**SELECTED TEXT:**
---
Document Type

Article

Publication Date

2-10-2022

DOI

10.1002/hast.1328

Abstract

Since the start of the Covid-19 pandemic, societies have faced agonizing decisions about whether to close schools, shutter businesses, delay nonemergency health care, restrict travel, and authorize the use of emergency Covid-19 countermeasures under limited scientific understanding. Measures to control the spread of COVID-19 have disrupted our health, educational, and economic systems, tarnished our mental health, and took away our cherished time with family and friends. Conflicting advice from health agencies on the utility of public health measures left us wondering, was it all worth it? We still do not have all the answers to guide us through difficult risk-risk tradeoff decisions during a health emergency.

When both action and inaction can result in significant harm and irreversible damage, decisions surrounding infection control measures become complicated, and there is no single correct answer. Yet ethics can help us think about hard trade-offs that weigh competing values and have deep consequences for society and particularly the most disadvantaged.

This essay discusses the challenges of making policy trade-offs amid scientific uncertainty. While there may be no perfect formula for deciding what to do and when, we propose four key considerations for assessing risk-risk trade-offs, involving effectiveness, less-restrictive means, harm identification and amelioration, and equitable distribution. We then and apply those four considerations to the areas of education, economies, health care, travel and migration, social engagement, and medical countermeasures, examining governments’ response to the COVID-19 pandemic, and assessing how responses to the next major outbreak can be improved.

Publication Citation

The Hastings Center Report, Vol. 52, Issue 1, 15-20, January/February 2022.
---
[Images for locating objects]
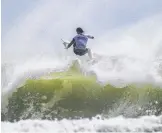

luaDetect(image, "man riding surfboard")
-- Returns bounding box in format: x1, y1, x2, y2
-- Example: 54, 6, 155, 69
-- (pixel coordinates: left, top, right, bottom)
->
64, 27, 94, 59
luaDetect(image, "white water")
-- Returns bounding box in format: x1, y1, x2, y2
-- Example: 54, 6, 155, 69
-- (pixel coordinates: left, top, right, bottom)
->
2, 116, 162, 133
2, 0, 162, 132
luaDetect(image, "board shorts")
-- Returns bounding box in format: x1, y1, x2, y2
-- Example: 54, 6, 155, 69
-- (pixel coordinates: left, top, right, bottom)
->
74, 48, 88, 56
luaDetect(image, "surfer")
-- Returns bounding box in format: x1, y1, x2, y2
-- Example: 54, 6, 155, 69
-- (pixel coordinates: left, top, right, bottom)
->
66, 27, 94, 59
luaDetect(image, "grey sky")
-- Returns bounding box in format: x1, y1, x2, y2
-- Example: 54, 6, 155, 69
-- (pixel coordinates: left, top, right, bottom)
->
2, 0, 162, 33
2, 0, 162, 61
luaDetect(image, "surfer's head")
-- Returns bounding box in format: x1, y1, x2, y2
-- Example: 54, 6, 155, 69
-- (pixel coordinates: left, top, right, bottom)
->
76, 27, 84, 34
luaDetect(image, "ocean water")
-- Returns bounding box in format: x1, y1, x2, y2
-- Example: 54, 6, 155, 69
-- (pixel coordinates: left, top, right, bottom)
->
1, 0, 162, 133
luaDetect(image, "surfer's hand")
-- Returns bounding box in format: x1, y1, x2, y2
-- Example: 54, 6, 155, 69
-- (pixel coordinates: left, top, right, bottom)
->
63, 42, 67, 45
---
Copy out the portion of the abstract on pandemic trade-offs that begins with the words containing "This essay discusses" and ends with "can be improved.". None of the rows is needed here.

This essay discusses the challenges of making policy trade-offs amid scientific uncertainty. While there may be no perfect formula for deciding what to do and when, we propose four key considerations for assessing risk-risk trade-offs, involving effectiveness, less-restrictive means, harm identification and amelioration, and equitable distribution. We then and apply those four considerations to the areas of education, economies, health care, travel and migration, social engagement, and medical countermeasures, examining governments’ response to the COVID-19 pandemic, and assessing how responses to the next major outbreak can be improved.